▶ _Aim_
Copy the entries below exactly. Images do not belong in the copy.

▶ _Task data_
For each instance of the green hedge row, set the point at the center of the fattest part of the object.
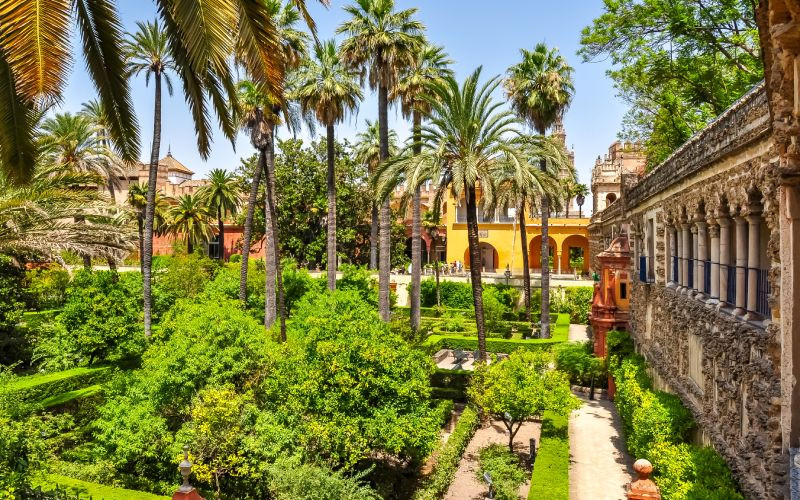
(42, 386)
(448, 457)
(658, 427)
(550, 477)
(87, 490)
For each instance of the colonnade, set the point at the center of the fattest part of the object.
(719, 260)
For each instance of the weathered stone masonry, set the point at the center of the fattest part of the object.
(706, 241)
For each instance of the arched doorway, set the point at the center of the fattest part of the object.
(535, 252)
(575, 253)
(489, 258)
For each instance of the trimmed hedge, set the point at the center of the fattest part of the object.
(42, 386)
(657, 427)
(448, 457)
(85, 489)
(550, 477)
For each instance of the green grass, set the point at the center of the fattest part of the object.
(550, 478)
(96, 491)
(31, 381)
(66, 397)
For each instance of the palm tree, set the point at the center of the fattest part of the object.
(191, 219)
(39, 217)
(329, 89)
(258, 112)
(222, 198)
(96, 114)
(523, 185)
(467, 137)
(148, 51)
(581, 191)
(430, 65)
(35, 57)
(70, 141)
(381, 43)
(540, 89)
(368, 152)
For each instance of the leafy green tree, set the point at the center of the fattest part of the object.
(430, 65)
(467, 137)
(381, 42)
(520, 388)
(367, 152)
(191, 219)
(100, 321)
(540, 89)
(678, 64)
(222, 198)
(329, 89)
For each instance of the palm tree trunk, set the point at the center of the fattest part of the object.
(270, 302)
(272, 203)
(221, 239)
(526, 265)
(475, 268)
(545, 317)
(416, 234)
(248, 226)
(150, 208)
(140, 224)
(373, 238)
(385, 220)
(331, 211)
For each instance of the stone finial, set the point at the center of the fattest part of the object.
(643, 488)
(186, 491)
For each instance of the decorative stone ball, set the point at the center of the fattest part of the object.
(643, 468)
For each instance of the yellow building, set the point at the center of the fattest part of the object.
(501, 245)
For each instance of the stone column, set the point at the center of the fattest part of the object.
(713, 232)
(753, 264)
(702, 255)
(741, 265)
(687, 252)
(693, 262)
(724, 258)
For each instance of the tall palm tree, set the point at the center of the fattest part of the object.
(70, 141)
(381, 43)
(329, 89)
(259, 112)
(368, 152)
(148, 51)
(430, 65)
(96, 114)
(467, 137)
(581, 191)
(137, 200)
(222, 198)
(540, 89)
(39, 217)
(35, 56)
(190, 218)
(524, 186)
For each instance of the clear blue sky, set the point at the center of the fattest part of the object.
(473, 32)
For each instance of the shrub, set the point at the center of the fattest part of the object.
(448, 457)
(657, 427)
(101, 321)
(504, 468)
(550, 477)
(454, 294)
(47, 288)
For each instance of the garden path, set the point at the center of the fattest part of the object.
(465, 485)
(599, 465)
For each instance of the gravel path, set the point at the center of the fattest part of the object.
(599, 465)
(465, 485)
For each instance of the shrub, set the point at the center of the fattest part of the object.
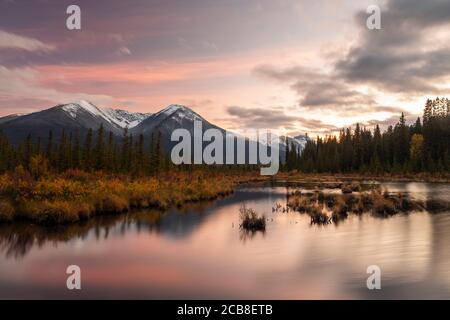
(250, 220)
(7, 211)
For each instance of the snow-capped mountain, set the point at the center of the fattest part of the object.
(77, 117)
(299, 142)
(117, 117)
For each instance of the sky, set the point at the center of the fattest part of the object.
(292, 65)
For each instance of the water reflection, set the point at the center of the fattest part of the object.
(200, 252)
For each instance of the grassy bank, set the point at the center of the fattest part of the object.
(342, 177)
(76, 195)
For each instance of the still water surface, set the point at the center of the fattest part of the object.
(199, 252)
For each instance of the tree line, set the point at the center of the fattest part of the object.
(421, 146)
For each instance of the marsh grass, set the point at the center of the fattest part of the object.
(320, 205)
(250, 220)
(76, 195)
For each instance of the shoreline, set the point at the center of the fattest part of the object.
(77, 196)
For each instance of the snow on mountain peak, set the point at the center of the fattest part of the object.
(184, 112)
(117, 117)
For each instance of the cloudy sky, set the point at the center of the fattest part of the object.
(294, 65)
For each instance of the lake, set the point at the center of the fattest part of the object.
(200, 252)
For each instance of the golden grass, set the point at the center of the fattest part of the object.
(76, 195)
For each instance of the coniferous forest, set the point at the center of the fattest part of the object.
(423, 146)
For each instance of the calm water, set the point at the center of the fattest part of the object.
(201, 253)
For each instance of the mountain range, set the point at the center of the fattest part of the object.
(83, 115)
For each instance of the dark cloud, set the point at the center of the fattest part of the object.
(274, 118)
(324, 90)
(400, 58)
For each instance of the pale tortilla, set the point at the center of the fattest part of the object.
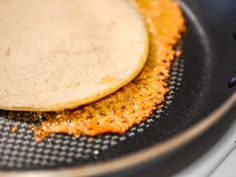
(59, 54)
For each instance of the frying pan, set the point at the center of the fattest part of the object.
(199, 97)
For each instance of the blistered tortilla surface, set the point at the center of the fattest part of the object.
(59, 54)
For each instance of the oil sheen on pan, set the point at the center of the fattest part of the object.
(133, 103)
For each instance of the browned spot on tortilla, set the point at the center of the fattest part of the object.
(133, 103)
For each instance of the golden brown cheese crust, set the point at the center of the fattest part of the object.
(133, 103)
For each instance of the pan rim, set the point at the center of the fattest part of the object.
(138, 157)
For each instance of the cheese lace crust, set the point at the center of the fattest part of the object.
(133, 103)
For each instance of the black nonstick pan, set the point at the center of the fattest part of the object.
(202, 91)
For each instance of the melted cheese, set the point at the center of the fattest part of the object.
(133, 103)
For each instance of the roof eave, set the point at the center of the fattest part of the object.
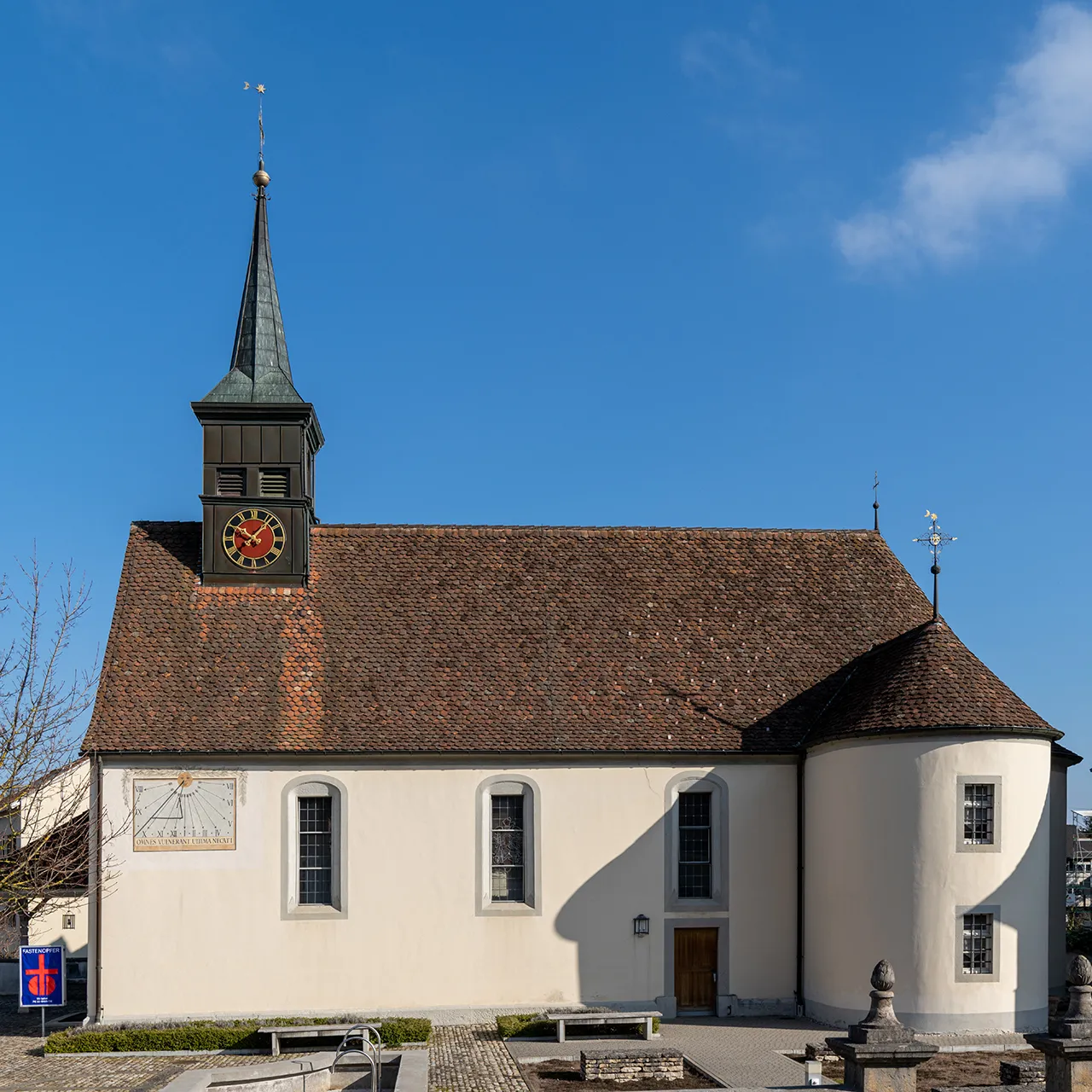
(954, 729)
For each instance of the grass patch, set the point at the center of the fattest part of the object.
(218, 1034)
(533, 1025)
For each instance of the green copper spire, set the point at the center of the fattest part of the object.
(260, 370)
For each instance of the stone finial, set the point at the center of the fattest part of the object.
(881, 1025)
(882, 975)
(1077, 1022)
(1080, 971)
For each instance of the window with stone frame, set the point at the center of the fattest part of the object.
(316, 851)
(507, 847)
(979, 804)
(979, 944)
(696, 845)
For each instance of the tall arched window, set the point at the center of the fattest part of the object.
(314, 849)
(509, 877)
(696, 843)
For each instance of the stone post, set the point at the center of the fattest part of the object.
(880, 1054)
(1068, 1042)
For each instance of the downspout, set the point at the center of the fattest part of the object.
(799, 881)
(97, 1014)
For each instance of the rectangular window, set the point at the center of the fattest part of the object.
(273, 483)
(696, 845)
(507, 849)
(316, 851)
(230, 482)
(978, 815)
(978, 944)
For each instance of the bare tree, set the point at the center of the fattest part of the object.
(44, 784)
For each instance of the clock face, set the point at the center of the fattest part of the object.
(253, 538)
(183, 812)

▶ _Reply to the task_
For each instance of the green hedge row, set the point at the center of the fattest part of the object.
(42, 386)
(448, 457)
(658, 427)
(550, 477)
(87, 490)
For each instance of the colonnade, set the point at the center of the fattest part of the object.
(719, 260)
For each instance of the weathered stone masonry, set the point at the center of the fattest part of the object.
(706, 241)
For each instance of the arched doorway, set the point at the center of the fattest part of the object.
(535, 252)
(575, 253)
(489, 258)
For each instance of the trimmed hedge, set the point at the center of the fattest part of the object.
(42, 386)
(657, 427)
(448, 457)
(85, 489)
(550, 477)
For each instance of the green grass, set the point at the center of the fattest part of the object.
(550, 478)
(96, 491)
(31, 381)
(66, 397)
For each instance of the palm tree, set the point at the center of the fattest part of the object.
(191, 219)
(39, 217)
(329, 89)
(258, 112)
(222, 198)
(96, 114)
(523, 185)
(467, 137)
(148, 51)
(581, 191)
(430, 65)
(35, 57)
(70, 141)
(381, 43)
(540, 89)
(368, 152)
For each instance of the leafy green tree, set the point at the center of the fattest part of the object.
(430, 65)
(467, 137)
(381, 42)
(520, 388)
(367, 152)
(191, 219)
(100, 321)
(540, 89)
(678, 64)
(222, 198)
(329, 89)
For each instance of the palm tree trunk, set the point at the center of the fattest part of the object.
(270, 302)
(272, 203)
(221, 239)
(526, 265)
(475, 268)
(545, 317)
(416, 234)
(248, 226)
(150, 208)
(140, 224)
(373, 238)
(385, 220)
(331, 211)
For each instance of the stone finial, set the point at the center of the fattest part of the object.
(643, 488)
(186, 491)
For each instance of the decorative stone ball, set the point at the center of the fattest part of the object.
(643, 468)
For each instance of the yellow building, set the point at the center of the fattest part of the object.
(501, 245)
For each instance of the stone column, set the point at the center of the fattest part of the object.
(713, 232)
(753, 264)
(702, 255)
(741, 265)
(687, 252)
(693, 262)
(724, 258)
For each instance of the tall palm tree, set the point at the center of the fattest part of the object.
(70, 141)
(381, 43)
(329, 89)
(259, 112)
(368, 152)
(148, 51)
(430, 65)
(96, 114)
(467, 137)
(581, 191)
(137, 200)
(222, 198)
(540, 89)
(39, 217)
(35, 56)
(190, 218)
(524, 186)
For each instance of the clear blue sky, set the point at the center of the fattest part of the object.
(473, 32)
For each instance of the shrub, set the point at the center of the fattest part of the object.
(448, 457)
(657, 427)
(101, 321)
(504, 468)
(550, 477)
(454, 294)
(47, 288)
For each instance of the garden path, set the point at the center of the fattest part of the object.
(465, 485)
(599, 465)
For each instance of the gravel path, set the point at the center of the fattest part of the object.
(599, 465)
(465, 485)
For each instance of the shrub, set the point at the center of the fattest part of the object.
(250, 220)
(7, 211)
For each instance of the snow-capped mountain, set the point at the center of the fattest part of the object.
(77, 117)
(299, 142)
(117, 117)
For each instance of the sky, set the point at the center of the fattest part of the object.
(292, 65)
For each instance of the water reflection, set the point at the center of the fattest part of the object.
(200, 252)
For each instance of the grassy bank, set the point at the center of the fattest part of the object.
(342, 177)
(76, 195)
For each instance of the still water surface, set the point at the center of the fattest part of the object.
(199, 252)
For each instance of the tree line, set the point at the center of the fattest part of the object.
(421, 146)
For each instance of the marsh grass, set the point at the center of the fattest part of the object.
(320, 205)
(250, 220)
(76, 195)
For each instance of the shoreline, set the point at the center of the fattest part of the object.
(77, 196)
For each instance of the snow on mountain peak, set the point at the center of the fattest part of the object.
(184, 112)
(117, 117)
For each instance of the cloudy sky, set the point at the center of the fattest part of the object.
(294, 65)
For each instance of the lake, set the point at the center of the fattest part of the object.
(200, 252)
For each instance of the golden grass, set the point at the center of the fattest part of the object.
(76, 195)
For each instance of the coniferous forest, set the point at the center of the fattest part of the object.
(423, 146)
For each instance of the calm water, set the point at the center of the fattest part of the object.
(201, 253)
For each instance of the mountain range, set the point at the center of the fattest part of the object.
(83, 115)
For each instance of the dark cloud, set the point at the center of the fattest part of the object.
(274, 118)
(324, 90)
(400, 58)
For each instance of the pale tortilla, set the point at the center of the fattest part of the object.
(59, 54)
For each instance of the frying pan, set the point at the center of the fattest part of the object.
(199, 97)
For each instance of the blistered tortilla surface, set the point at the center of the fattest part of the object.
(59, 54)
For each instance of the oil sheen on pan, set the point at the center of the fattest part of the object.
(133, 103)
For each instance of the browned spot on tortilla, set the point at the center of the fattest part of the object.
(133, 103)
For each instance of the golden brown cheese crust, set the point at the center of the fattest part of the object.
(133, 103)
For each instance of the pan rim, set the point at the center of the fattest part of the object.
(138, 157)
For each instance of the cheese lace crust, set the point at the center of the fattest part of the object.
(133, 103)
For each instance of the black nonstick pan, set the point at the center of the fattest part of the object.
(202, 91)
For each instance of the melted cheese, set the point at the center of the fattest part of the object.
(133, 103)
For each instance of the roof eave, set the point at the center of the fattest part of the object.
(954, 729)
For each instance of the grass patch, set the point at the center of the fattest part of the object.
(218, 1034)
(533, 1025)
For each instance of the green copper spire, set the point at the center of the fattest part of the object.
(260, 370)
For each instance of the stone finial, set the point at the center of the fattest part of the object.
(881, 1025)
(882, 975)
(1077, 1022)
(1080, 971)
For each instance of the window with stone frame, set the point at the center of the fattest part of the object.
(316, 851)
(507, 847)
(979, 804)
(979, 944)
(696, 845)
For each instance of the tall arched window, set the point at the center of the fattest part of the object.
(314, 849)
(509, 877)
(696, 843)
For each instance of the stone post, set the point at the center of the fattest part of the object.
(880, 1054)
(1068, 1042)
For each instance of the downspout, set the point at the center of the fattest part of the object.
(799, 881)
(97, 1014)
For each instance of the rectangular window, set the point at the center of the fattest part of the object.
(273, 483)
(696, 845)
(507, 849)
(316, 851)
(230, 482)
(978, 815)
(978, 944)
For each instance of the bare tree, set the point at the center of the fattest part of the object.
(44, 784)
For each instance of the clock face, set the point at the center of the fattest part of the object.
(253, 538)
(183, 812)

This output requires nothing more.